▸ Task to carry out
Reproduce verbatim the stretch of the view-change and VRF text from "Every protocol round" through "GetBlsShare(message, current_round, dkg)".

▸ Text provided
******
AggregatePublicKeyShares(dkg, mpks)
AggregateSecretKeyShares(dkg)
StoreDKGSummary(dkg.GetDKGSummary())
StoreMagicBlock(magicBlock)

viewChangeProcess.clearViewChange()

• load created magic block from smartcontract
• use stored in chain dkg
• use stored in magic block mpks
• validate every share in magic block
• add this share if valid to dkg
• aggregate public shares to dkg
• aggregate secret shares to dkg
• store DKGSummary to the store for future use in VRFs
• store magic block to store
• prepare whole view change structure for future use

VRF

Every protocol round VRF share is created.

SendVRF

mb  = GetMagicBlock(current_round)
message = current_number + timeou_count + last_round_vrf_random_seed
var dkg = mc.GetDKGFromSummary(current_round)
share = GetBlsShare(message, current_round, dkg)
AddVRFShare(current_round, share)

if mb.Miners hasNode sender_node
    SendVRFShare(share)

• use last magic block
• create message as concatenation of three fields
• uses created DKGsummary from view-change protocol to create DKG
• if miner is from miners list create share
• send share to all miners from list

AddVRFShare

message = GetBlsMessageForRound(current_round)
******
▸ Recorded information
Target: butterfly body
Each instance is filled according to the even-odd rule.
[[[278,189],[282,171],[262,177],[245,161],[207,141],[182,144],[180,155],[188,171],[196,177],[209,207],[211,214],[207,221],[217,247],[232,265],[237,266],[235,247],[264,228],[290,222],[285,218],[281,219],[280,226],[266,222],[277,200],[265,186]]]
******
▸ Solved exercise
Every protocol round VRF share is created.

SendVRF

mb  = GetMagicBlock(current_round)
message = current_number + timeou_count + last_round_vrf_random_seed
var dkg = mc.GetDKGFromSummary(current_round)
share = GetBlsShare(message, current_round, dkg)